Tally the lines in the records below that contain the string "glass", treating uppercase and lowercase as different, and give only that number.

● RECORDS FOR PROCESSING
--- START ---
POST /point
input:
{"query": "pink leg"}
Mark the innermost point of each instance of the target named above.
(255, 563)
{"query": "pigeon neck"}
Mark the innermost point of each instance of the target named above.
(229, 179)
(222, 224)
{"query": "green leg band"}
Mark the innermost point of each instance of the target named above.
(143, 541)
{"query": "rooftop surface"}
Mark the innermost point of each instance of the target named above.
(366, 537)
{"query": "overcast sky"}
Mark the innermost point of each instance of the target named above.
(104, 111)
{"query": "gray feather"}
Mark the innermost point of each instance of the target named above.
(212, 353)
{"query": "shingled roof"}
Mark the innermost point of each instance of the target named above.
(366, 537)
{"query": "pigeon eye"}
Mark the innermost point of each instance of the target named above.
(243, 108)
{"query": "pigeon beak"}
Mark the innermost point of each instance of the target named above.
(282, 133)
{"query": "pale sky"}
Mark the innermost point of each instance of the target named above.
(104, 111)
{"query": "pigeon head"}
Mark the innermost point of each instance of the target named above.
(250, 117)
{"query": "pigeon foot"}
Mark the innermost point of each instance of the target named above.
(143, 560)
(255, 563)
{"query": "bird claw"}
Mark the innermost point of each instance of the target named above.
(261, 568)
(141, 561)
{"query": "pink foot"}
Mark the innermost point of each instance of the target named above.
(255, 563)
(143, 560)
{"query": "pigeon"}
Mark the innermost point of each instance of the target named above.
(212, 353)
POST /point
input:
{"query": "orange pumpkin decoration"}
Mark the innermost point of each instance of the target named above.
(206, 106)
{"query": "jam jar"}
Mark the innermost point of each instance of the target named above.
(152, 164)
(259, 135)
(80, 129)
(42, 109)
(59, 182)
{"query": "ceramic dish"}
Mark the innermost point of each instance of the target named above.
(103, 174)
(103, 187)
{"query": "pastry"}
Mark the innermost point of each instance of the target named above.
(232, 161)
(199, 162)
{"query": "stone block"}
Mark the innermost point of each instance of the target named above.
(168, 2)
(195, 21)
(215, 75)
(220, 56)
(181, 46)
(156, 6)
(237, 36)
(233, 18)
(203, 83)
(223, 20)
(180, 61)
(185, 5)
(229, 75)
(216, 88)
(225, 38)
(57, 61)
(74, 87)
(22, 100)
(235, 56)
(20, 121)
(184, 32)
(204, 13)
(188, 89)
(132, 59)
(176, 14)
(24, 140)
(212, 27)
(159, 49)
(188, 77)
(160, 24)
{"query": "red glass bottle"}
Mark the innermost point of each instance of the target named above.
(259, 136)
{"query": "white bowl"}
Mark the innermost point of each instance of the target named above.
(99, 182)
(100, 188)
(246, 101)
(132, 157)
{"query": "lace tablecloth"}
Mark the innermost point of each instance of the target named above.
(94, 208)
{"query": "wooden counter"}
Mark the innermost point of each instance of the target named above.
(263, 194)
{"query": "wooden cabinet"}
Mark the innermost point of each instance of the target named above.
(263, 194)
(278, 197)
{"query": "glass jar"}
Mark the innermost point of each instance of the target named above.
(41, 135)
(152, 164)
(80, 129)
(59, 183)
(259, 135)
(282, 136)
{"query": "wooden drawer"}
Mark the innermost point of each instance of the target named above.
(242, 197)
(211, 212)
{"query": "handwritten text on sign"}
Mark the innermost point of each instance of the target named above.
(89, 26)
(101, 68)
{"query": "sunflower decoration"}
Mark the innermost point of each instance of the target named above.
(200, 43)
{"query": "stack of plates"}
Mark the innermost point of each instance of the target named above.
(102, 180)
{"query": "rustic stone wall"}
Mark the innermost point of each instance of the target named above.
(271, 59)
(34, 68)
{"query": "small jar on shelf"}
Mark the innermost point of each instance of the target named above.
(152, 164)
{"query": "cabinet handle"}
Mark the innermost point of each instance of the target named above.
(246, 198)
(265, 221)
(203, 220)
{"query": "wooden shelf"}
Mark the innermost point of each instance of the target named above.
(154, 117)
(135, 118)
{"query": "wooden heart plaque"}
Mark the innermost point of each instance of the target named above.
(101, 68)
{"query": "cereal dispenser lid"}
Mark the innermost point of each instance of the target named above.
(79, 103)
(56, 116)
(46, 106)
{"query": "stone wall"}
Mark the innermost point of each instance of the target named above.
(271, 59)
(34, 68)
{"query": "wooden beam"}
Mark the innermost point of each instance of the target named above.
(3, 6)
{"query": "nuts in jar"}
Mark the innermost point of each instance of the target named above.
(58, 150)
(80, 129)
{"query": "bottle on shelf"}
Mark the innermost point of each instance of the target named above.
--- END ---
--- START ---
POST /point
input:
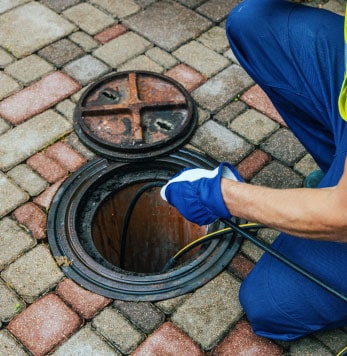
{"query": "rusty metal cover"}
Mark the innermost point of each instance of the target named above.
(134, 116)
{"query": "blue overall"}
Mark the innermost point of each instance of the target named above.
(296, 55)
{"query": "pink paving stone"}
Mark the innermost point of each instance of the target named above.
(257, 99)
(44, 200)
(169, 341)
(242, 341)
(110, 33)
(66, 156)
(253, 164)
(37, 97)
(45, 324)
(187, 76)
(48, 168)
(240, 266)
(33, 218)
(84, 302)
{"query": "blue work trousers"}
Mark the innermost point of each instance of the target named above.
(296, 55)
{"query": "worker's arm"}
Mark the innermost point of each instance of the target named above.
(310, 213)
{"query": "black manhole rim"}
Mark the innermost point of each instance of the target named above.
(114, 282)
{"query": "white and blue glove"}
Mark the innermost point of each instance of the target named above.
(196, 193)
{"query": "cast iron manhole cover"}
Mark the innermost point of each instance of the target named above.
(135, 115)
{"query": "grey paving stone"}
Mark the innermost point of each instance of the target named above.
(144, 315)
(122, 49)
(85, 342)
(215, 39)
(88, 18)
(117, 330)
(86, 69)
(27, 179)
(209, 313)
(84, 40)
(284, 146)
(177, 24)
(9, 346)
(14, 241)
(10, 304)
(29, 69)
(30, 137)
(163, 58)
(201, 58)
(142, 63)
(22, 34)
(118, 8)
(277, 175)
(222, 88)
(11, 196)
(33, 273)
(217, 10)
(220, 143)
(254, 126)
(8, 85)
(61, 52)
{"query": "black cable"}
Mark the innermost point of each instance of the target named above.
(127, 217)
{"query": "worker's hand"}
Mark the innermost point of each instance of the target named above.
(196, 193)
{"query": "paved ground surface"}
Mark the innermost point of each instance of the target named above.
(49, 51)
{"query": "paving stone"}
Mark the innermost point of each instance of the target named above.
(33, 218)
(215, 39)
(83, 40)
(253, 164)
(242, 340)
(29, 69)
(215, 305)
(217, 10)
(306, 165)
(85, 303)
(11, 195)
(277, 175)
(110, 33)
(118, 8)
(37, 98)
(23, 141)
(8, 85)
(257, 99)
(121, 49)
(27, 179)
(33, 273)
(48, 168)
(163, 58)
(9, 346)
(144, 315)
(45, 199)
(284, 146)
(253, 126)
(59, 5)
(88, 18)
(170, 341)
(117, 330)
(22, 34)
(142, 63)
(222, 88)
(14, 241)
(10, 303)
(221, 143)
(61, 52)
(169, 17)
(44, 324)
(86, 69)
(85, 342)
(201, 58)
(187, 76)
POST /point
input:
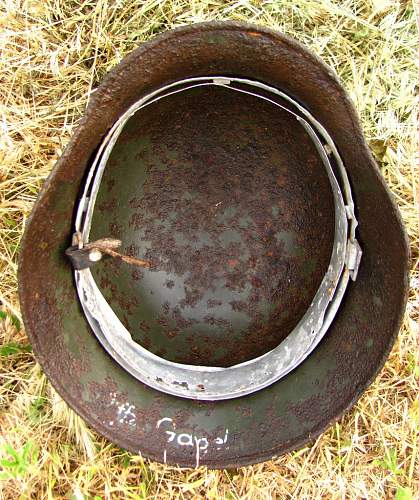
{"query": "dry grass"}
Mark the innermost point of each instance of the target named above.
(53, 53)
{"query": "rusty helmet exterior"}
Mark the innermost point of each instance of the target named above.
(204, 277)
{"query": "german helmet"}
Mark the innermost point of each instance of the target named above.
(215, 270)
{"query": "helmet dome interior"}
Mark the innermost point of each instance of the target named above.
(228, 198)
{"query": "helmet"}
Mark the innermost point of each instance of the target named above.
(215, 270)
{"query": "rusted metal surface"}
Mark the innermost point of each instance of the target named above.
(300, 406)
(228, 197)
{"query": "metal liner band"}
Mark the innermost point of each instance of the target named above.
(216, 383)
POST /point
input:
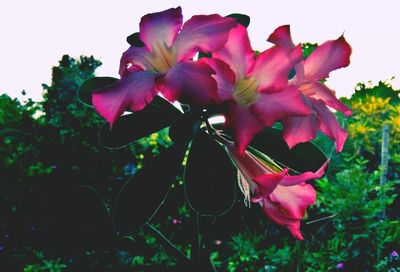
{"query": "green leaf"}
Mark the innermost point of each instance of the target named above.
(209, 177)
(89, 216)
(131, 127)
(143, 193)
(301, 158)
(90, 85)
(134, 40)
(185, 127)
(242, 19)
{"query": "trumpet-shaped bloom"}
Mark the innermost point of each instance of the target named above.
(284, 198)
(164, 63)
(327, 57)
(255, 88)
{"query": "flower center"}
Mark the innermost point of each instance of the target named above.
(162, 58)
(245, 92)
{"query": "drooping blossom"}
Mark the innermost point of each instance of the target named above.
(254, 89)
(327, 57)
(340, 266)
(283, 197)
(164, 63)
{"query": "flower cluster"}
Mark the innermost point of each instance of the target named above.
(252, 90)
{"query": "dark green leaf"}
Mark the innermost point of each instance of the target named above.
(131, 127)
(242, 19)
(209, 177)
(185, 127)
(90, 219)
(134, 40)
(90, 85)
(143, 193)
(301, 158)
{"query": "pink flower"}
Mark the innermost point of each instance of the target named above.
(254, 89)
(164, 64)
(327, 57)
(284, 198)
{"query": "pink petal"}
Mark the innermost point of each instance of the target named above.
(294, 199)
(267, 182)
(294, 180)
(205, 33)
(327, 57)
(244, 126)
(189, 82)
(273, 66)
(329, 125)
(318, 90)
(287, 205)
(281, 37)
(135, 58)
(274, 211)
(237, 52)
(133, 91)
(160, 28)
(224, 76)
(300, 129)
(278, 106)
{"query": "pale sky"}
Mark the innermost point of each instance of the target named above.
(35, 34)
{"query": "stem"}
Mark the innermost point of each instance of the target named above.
--- END ---
● EXERCISE RESULT
2